** 読解文 **
○ ○ ○ ○
画像提供:MA2 Gallery|Copyright © Nobuaki Onishi

大西は日用品から植物といった自然物まで …誰もが一度は目にしたことがある物体を原寸大でFRPや樹脂で精巧に型取りをし、その上から着色をしていく立体作品を中心に、関西を拠点に発表してきました。しかし、それは単純に「立体作品」あるいは「インスタレーション」というような括りで語れるものでは到底なく、京都市立芸術大学大学院在籍中には版画を学んでいたという大西ならではの、「量産」あるいは「反復」させることで新たなイメージを紡ぐという、まさに新しい「版表現」を繰り広げています。

銀色のビニールシートに包まれて何かを物語ろうとする掘建て小屋、錆び付いて役目を失いかけた鍵、雨晒しの有刺鉄線、あたかも女性が脱ぎ捨てたかのような黒いパンプス…ピンとはったギターの弦のように、作品と作品の間には何とも言いがたい張りつめた空気が流れ、恐る恐る近づき目を凝らしてみます。よく観ると、本物ではないことがわかります。物体の先端は透明になっていて、樹脂が見えているのです。しかし、本物らしくない点はそれだけではありません。丁寧に着色が施された表面部には、あえて本物らしくなる寸前で描くのをやめる場合もあれば、先端部分は透明のまま素材が見えてしまっているものもあります。

例えば、今にも崩れ落ちそうに脆く、良い風合いに錆びついた褐色の脚立は、本物らしさを失いつつも、本物より美しい姿を感じとることができます。唯一無二、すなわちオリジナルの意味を強く訴えかけます。大西の作品は同時に、型取りという「版表現」であるがゆえに量産可能であるという、紛れもない事実に一種の儚さを感じとることができないでしょうか。
○ ○ ○ ○
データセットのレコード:
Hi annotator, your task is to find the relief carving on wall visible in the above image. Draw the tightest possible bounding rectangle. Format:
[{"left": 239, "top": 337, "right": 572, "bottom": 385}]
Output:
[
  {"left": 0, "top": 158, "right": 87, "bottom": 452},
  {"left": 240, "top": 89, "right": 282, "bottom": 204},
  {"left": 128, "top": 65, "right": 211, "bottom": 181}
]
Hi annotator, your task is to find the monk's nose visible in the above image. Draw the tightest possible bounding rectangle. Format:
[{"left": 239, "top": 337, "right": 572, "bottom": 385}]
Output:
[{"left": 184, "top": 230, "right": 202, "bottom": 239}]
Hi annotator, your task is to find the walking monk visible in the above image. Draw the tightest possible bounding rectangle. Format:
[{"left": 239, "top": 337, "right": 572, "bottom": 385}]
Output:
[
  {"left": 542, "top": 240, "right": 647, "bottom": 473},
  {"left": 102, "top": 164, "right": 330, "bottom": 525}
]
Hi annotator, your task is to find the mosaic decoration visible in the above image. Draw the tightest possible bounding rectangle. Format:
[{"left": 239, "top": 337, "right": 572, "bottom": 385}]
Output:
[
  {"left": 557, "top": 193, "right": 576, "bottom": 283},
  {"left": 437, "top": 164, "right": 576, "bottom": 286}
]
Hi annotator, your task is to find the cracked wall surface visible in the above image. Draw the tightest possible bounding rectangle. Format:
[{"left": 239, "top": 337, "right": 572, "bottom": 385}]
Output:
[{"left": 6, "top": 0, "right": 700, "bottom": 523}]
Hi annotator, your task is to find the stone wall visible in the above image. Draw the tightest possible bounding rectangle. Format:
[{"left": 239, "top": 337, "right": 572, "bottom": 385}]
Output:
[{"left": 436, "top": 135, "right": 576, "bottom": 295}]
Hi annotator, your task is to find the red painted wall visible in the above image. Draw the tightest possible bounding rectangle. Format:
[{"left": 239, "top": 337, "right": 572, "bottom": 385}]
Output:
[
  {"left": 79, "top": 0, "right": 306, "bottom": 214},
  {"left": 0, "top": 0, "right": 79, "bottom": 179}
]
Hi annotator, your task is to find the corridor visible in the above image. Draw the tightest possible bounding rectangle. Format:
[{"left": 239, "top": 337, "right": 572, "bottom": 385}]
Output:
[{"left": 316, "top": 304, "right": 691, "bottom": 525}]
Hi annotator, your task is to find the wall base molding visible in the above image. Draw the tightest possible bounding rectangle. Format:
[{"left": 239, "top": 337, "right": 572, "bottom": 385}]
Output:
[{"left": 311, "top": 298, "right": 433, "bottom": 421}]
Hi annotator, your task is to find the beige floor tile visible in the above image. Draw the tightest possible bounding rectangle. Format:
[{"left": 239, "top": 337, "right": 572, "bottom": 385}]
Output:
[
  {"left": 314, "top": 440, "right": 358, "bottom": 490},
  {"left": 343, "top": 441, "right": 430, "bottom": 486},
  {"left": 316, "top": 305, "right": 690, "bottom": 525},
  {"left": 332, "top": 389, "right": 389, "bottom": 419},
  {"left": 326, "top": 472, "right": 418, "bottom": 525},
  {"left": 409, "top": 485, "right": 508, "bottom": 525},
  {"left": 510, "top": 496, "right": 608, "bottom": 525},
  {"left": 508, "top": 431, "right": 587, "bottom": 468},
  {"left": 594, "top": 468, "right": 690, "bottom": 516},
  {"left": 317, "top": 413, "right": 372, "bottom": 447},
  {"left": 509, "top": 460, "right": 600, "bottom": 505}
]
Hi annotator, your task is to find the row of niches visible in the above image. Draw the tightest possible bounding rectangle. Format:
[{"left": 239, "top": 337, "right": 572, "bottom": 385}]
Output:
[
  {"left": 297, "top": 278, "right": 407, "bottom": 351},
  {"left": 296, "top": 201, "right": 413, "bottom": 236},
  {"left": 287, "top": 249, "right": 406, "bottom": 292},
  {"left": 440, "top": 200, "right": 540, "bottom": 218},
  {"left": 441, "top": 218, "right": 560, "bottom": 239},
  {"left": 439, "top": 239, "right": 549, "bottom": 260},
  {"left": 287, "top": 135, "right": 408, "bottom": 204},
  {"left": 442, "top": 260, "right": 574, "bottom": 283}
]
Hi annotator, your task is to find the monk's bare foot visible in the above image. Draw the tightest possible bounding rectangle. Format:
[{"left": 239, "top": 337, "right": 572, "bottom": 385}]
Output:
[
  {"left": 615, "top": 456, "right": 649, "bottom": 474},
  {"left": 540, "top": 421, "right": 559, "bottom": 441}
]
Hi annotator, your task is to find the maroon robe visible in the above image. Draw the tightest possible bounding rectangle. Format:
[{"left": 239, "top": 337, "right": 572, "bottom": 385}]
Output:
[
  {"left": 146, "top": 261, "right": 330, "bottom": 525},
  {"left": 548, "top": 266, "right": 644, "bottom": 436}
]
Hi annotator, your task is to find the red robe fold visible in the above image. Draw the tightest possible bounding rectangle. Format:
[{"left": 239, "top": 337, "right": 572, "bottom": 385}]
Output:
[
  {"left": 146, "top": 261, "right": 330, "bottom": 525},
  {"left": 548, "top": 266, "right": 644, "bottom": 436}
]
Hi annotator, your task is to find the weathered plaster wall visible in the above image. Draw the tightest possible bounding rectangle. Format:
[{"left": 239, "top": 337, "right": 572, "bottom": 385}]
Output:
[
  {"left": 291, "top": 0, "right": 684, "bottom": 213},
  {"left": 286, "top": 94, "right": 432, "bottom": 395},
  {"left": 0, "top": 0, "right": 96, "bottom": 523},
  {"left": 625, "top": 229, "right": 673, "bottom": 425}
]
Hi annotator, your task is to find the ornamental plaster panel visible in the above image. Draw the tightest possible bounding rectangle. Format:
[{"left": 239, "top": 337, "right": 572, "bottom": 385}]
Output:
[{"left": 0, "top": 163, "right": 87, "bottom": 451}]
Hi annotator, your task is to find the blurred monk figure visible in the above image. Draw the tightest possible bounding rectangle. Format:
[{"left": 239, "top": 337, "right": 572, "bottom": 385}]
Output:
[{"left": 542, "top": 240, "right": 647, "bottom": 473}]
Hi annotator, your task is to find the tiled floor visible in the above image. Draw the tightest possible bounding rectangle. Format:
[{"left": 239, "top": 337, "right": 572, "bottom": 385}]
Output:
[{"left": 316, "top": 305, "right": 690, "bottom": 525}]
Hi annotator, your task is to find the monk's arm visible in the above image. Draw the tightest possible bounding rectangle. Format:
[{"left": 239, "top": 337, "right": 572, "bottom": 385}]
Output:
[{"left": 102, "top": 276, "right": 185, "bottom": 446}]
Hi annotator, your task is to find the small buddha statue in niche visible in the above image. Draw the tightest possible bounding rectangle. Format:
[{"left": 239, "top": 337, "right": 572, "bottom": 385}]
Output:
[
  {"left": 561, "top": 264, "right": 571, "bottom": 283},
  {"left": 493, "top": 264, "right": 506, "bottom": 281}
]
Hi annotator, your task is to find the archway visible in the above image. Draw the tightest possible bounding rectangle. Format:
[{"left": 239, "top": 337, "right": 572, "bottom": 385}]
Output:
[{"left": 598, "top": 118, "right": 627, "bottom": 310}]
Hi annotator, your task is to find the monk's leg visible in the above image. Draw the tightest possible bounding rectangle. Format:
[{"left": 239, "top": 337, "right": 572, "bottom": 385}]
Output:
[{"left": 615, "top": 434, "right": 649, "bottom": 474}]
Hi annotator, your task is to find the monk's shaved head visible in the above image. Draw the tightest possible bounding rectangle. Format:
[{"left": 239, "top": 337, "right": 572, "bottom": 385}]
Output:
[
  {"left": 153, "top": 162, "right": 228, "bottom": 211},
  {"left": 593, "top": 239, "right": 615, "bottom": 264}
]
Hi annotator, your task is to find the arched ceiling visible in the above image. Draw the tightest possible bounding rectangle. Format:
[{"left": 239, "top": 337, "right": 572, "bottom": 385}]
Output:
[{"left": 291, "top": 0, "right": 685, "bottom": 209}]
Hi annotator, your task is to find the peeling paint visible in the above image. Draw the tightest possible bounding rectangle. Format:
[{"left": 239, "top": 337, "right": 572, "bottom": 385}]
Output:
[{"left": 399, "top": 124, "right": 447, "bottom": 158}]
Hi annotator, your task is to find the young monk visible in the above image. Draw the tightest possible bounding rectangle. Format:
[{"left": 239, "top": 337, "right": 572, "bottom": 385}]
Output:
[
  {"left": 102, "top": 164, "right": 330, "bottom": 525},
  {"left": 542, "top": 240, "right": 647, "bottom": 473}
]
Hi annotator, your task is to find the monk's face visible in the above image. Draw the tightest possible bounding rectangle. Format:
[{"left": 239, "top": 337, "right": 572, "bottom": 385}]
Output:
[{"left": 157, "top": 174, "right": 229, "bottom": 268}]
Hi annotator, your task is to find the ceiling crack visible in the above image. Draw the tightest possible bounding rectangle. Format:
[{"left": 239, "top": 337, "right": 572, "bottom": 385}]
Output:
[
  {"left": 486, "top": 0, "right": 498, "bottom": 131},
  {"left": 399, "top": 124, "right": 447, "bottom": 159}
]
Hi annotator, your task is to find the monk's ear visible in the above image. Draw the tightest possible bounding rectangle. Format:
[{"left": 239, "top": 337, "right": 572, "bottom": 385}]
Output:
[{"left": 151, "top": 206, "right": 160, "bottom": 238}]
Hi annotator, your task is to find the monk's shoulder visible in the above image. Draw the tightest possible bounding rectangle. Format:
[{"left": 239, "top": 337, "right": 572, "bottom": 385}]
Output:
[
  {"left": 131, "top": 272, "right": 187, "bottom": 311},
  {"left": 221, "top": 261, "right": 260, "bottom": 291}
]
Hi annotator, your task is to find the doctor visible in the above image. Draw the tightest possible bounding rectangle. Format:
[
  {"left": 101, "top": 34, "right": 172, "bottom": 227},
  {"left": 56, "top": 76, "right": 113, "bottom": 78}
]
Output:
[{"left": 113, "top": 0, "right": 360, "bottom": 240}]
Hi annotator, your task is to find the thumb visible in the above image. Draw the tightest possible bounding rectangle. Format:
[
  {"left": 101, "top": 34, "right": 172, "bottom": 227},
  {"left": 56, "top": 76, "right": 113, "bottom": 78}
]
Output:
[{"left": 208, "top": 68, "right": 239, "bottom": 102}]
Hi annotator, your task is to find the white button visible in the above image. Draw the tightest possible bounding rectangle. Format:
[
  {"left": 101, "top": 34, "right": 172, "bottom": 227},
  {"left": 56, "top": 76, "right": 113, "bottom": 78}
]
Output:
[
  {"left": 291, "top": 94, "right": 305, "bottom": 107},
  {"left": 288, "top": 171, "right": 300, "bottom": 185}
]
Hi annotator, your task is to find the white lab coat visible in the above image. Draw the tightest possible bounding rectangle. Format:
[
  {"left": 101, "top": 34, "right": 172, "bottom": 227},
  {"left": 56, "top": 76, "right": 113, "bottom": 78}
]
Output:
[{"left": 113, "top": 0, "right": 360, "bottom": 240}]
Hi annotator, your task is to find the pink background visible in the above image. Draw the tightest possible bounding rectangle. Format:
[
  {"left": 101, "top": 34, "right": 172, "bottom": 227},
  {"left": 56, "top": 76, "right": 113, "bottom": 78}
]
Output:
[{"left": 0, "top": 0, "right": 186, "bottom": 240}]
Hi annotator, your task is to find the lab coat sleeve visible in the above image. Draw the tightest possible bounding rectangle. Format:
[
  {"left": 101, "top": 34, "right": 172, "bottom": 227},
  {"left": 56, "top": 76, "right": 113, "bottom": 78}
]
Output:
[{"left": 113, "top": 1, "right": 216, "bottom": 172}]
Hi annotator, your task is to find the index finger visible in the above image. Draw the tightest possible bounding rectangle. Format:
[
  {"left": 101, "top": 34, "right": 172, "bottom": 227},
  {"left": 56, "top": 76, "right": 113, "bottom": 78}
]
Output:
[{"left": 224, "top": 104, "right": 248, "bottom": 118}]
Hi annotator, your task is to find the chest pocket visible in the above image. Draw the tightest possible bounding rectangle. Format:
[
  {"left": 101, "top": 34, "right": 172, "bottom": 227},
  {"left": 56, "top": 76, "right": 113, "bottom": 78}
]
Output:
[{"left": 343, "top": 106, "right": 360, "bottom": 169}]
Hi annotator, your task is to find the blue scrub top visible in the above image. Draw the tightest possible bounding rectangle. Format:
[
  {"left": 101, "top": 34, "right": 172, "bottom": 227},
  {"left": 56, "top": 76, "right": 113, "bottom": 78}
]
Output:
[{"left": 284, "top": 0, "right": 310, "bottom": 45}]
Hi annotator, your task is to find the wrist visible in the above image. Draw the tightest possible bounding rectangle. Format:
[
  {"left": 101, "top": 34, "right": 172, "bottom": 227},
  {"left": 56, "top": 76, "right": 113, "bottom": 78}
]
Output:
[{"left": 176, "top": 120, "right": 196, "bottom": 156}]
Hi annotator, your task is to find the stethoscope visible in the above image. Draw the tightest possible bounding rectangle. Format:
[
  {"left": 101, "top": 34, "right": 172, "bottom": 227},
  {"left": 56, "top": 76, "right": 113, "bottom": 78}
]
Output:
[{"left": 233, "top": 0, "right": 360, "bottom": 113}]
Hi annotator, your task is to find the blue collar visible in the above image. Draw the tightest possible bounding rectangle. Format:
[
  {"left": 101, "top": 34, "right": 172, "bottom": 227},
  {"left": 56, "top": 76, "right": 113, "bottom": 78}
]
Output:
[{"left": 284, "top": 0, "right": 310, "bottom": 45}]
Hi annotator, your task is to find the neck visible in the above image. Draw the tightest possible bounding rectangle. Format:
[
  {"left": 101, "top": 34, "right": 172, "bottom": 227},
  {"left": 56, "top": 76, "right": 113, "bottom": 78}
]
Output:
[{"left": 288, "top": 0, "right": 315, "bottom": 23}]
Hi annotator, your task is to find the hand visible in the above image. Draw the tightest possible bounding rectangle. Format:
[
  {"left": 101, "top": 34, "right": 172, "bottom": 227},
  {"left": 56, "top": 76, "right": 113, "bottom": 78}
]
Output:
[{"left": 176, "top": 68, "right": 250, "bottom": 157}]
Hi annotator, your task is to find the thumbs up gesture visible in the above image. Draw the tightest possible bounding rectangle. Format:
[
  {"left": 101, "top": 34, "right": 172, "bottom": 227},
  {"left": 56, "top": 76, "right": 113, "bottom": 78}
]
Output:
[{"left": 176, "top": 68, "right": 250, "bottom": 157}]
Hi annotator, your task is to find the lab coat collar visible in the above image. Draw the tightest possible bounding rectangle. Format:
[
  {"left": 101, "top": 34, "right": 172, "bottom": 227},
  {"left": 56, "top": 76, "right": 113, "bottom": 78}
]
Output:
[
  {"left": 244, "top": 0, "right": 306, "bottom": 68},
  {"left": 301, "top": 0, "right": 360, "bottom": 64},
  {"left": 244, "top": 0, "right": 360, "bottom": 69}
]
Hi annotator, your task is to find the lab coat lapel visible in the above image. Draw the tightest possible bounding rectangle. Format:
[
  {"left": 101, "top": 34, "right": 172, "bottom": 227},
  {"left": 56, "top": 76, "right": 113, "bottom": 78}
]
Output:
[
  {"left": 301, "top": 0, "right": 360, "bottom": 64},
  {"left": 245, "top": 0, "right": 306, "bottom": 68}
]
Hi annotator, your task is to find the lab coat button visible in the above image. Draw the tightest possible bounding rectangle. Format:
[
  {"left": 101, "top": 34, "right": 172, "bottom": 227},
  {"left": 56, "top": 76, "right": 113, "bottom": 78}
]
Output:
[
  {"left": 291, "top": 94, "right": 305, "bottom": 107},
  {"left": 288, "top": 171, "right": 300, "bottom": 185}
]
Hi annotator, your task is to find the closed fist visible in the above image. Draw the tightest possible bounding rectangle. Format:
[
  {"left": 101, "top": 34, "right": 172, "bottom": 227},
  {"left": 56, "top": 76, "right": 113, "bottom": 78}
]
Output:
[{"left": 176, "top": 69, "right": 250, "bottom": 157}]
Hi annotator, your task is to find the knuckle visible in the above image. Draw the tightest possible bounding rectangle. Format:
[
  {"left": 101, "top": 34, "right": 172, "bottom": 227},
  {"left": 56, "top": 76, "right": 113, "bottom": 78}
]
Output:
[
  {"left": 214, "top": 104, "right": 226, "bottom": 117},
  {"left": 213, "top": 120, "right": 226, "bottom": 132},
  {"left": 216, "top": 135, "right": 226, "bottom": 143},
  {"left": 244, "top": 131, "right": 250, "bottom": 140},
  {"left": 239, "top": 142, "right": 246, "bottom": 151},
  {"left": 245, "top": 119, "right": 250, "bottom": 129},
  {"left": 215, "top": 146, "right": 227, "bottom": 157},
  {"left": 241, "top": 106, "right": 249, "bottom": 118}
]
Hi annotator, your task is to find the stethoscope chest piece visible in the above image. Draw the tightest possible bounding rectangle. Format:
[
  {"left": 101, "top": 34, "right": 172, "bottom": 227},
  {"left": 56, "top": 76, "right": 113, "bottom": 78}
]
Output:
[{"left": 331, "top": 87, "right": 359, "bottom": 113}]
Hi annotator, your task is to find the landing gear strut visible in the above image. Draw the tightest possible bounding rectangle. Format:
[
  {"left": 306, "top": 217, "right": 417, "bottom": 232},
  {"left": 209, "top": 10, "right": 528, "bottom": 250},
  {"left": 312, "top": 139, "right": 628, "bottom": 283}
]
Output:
○ ○ ○ ○
** 課題一覧 **
a – 大西の作品を紹介する読解文から、作品として具体的に挙げられている物体をすべて書き出してください。
b – 大西の作品を紹介する読解文を、最後の文の次から書き継いでください。

** 各課題の解答 **
a –
- 銀色のビニールシートに包まれた掘建て小屋
- 錆び付いて役目を失いかけた鍵
- 雨晒しの有刺鉄線
- 黒いパンプス
- 錆びついた褐色の脚立

b –
それはこれまでの大西の活動をみても、一貫された美学であることがよくわかります。大西にとって東京での初個展となったINAXギャラリーでの展示「無明の輪郭」展(2008年)ではドラム缶や雨傘といった普段全く気にも留めないモチーフを圧倒的な存在として浮かび上がらせた一方で、見えないけれど確かにそこにあった気配を生み出し、「目に見えるもの」と「目に見えないもの」、それぞれの世界を見事に表現しました。一昨年、発電所美術館で行われた「LOVERS LOVERS」展(2008年)では、この世に一つしかないはずの樹木や石ころといった自然物を“対”にして展示をすることによって、互いを愛し合う恋人たちのように「リアル」と「フェイク」になぞらえました。このように大西は、本来ならば相対するはずの事柄を、「反復」させることによって、まるで等価なもののように提示をし、美しいものへと昇華させていくのです。

本展では、不気味に佇む作品を前に、確かにここに人が居たという痕跡と、既に跡形もないというその矛盾する事実に私たちは翻弄されながらも、きっと魅了されることとなるでしょう。時間軸を超えた表現、「新しい過去」が刻々と刻まれてゆくのです。8月はメルボルン、11月からは岡山県立美術館での展示を控え、確かな存在感を見せる大西にとって、東京での貴重な新作発表の場となります。是非この機会に足をお運び頂き、そのウィットに富んだ世界観をご堪能ください。

※全文提供: MA2 Gallery


会期: 2010年10月1日(金)-2010年10月30日(土)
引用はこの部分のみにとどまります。